GIVEN INSTRUCTION — Extract from the records below, without changes, every line from the one containing "of the child" through the one containing "[(222, 349), (52, 305), (479, 345), (431, 340)]", both included.

PROVIDED MATERIAL —
* * *

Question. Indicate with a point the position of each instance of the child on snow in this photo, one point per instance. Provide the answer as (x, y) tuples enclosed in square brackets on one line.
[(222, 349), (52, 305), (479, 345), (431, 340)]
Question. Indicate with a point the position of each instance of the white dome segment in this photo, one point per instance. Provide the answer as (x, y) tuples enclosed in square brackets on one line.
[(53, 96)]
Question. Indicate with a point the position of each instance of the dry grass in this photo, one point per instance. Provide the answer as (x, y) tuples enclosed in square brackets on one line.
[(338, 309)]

* * *

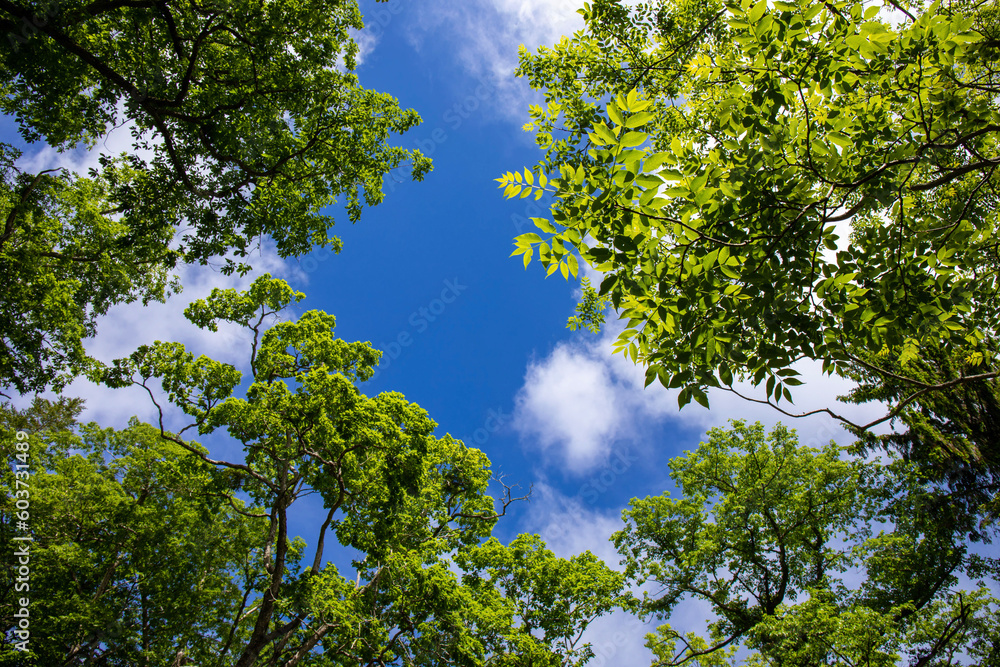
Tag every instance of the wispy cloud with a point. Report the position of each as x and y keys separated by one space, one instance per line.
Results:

* * *

WRITTEN SOLUTION —
Question. Indicate with a point the position of each instance of the child on snow in this photo, one point per instance. Provide the answer as (x, y) tuples enclosed in square brackets on one line.
[(222, 349), (52, 305), (479, 345), (431, 340)]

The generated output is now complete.